Extract exactly the range of lines bounded by the line containing "Could you point out the green" and the final line of the listing, both ends included, and no other lines.

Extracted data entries
____

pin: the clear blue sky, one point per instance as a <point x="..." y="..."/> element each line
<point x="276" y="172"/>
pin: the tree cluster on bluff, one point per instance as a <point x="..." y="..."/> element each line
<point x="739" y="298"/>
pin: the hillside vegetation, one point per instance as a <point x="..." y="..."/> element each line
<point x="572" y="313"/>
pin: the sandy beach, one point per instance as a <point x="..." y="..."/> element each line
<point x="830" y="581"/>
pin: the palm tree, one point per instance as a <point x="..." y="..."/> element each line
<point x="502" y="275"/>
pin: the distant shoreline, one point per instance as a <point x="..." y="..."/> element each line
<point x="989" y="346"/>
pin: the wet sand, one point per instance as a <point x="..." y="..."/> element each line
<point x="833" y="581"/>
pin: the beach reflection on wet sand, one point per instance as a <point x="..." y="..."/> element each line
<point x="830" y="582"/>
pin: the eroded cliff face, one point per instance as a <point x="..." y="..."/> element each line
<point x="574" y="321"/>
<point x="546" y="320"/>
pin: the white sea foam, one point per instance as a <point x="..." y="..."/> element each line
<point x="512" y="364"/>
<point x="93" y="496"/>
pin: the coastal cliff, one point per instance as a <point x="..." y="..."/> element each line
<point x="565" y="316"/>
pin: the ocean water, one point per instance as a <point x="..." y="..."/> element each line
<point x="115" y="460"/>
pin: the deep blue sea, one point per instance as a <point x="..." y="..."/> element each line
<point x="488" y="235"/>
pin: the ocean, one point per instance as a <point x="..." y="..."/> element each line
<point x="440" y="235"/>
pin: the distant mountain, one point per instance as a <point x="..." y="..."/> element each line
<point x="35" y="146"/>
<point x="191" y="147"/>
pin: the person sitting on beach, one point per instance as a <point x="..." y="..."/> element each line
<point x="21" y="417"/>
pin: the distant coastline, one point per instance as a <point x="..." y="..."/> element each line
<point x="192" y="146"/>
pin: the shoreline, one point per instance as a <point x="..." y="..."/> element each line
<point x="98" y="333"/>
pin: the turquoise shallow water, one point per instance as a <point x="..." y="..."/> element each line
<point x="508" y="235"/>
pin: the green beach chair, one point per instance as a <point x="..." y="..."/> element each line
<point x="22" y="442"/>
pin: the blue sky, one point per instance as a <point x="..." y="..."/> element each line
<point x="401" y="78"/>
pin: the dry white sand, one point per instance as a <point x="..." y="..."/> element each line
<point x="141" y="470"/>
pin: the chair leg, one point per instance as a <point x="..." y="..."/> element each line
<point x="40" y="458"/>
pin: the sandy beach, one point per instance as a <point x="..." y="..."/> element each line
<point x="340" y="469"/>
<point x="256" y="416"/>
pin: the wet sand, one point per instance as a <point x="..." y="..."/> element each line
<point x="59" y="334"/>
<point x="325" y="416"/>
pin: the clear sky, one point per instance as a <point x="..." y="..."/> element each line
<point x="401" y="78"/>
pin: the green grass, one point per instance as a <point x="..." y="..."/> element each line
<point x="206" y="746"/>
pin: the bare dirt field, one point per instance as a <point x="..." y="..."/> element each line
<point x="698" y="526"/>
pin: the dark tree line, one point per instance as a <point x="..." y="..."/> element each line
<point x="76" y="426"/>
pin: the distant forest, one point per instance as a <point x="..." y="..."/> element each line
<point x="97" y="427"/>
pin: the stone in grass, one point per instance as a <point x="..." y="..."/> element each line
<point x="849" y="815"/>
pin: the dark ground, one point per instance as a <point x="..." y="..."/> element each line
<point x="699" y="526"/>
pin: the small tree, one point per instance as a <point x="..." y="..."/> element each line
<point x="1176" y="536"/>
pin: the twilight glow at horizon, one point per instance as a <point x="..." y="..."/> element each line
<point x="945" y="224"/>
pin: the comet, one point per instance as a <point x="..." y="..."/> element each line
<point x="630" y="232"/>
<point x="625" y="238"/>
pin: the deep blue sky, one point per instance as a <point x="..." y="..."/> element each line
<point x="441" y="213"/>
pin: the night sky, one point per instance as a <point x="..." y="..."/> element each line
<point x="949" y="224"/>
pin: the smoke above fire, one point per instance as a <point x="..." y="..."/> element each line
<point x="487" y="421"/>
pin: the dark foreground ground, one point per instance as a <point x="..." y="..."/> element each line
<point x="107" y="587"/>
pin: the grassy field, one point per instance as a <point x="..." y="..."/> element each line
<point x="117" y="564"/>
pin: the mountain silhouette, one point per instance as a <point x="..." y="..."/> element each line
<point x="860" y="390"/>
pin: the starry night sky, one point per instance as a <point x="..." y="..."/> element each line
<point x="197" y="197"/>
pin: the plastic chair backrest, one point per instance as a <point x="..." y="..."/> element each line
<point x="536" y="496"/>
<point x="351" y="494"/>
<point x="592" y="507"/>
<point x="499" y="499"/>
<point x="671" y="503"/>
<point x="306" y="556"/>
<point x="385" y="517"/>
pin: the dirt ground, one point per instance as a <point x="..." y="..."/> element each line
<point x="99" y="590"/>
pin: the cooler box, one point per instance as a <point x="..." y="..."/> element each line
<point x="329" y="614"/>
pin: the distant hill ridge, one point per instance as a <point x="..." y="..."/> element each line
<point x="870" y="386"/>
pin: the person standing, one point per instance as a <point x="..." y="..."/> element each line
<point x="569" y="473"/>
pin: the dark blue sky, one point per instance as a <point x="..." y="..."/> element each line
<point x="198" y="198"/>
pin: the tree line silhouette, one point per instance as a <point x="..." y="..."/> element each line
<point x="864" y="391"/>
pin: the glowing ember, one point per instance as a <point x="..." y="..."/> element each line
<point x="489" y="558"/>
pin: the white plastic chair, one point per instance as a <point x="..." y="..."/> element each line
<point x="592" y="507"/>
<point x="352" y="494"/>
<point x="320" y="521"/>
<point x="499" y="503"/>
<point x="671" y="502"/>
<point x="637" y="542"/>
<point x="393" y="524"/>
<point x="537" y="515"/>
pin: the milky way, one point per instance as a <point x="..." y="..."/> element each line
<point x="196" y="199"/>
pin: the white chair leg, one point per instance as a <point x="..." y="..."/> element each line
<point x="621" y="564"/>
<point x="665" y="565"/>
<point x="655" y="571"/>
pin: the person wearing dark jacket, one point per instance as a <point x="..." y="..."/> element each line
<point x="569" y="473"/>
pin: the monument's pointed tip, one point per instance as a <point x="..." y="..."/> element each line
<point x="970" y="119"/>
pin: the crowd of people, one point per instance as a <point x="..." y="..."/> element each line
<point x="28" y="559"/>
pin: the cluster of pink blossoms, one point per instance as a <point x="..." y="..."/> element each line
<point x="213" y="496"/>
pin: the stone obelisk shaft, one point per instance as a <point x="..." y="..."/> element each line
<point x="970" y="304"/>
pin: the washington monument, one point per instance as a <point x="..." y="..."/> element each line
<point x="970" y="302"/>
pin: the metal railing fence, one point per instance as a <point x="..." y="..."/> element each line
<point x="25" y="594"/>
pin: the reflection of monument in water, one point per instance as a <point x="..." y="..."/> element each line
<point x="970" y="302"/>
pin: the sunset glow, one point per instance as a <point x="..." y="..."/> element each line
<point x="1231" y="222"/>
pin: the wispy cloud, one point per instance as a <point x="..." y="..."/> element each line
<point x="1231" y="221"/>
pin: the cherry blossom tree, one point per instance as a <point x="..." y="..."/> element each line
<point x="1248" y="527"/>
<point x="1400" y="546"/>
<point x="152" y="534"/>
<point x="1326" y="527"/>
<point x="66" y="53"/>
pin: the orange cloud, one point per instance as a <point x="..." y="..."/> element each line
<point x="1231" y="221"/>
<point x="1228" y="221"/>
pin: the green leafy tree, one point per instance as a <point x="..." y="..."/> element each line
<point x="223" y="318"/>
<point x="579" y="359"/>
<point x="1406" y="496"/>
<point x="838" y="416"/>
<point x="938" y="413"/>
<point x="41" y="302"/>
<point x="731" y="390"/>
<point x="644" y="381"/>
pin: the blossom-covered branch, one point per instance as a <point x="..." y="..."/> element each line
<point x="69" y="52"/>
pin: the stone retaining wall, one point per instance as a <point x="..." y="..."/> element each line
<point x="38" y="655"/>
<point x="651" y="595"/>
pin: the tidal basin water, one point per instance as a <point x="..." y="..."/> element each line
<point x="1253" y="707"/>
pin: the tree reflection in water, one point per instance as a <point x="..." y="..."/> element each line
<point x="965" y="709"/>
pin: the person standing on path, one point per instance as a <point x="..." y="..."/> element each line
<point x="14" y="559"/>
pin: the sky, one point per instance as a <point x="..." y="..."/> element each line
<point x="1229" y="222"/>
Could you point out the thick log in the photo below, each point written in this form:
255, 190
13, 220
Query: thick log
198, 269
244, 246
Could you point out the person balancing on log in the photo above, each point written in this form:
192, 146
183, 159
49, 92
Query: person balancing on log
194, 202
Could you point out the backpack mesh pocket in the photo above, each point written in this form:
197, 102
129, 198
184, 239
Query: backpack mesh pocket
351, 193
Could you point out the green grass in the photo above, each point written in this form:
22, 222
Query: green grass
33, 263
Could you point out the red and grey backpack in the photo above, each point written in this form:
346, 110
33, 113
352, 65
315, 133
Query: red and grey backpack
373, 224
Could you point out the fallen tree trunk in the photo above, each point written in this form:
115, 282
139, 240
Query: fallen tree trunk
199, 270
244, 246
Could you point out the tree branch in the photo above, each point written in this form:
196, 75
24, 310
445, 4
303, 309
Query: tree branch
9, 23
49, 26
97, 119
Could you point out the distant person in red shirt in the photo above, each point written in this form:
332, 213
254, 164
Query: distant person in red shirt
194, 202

____

▶ **WRITTEN SOLUTION**
Could you point out the green grass in the photo above, each point written in this form:
22, 222
Query: green grass
33, 263
Could you point out the red and grey backpack in the photo above, each point written in this form:
346, 110
33, 113
352, 65
315, 133
Query: red and grey backpack
373, 224
Could you point out the fallen tree trunk in the photo above, each point written in this form:
115, 282
139, 240
Query: fallen tree trunk
199, 270
244, 246
Could you point out the tree branch in the photo above, each point written in this form:
196, 75
24, 310
445, 4
303, 309
Query: tree branch
9, 23
49, 26
97, 119
Could you point out the distant person in red shirt in the photo above, each point written in this form:
332, 213
254, 164
Query: distant person in red shirt
194, 202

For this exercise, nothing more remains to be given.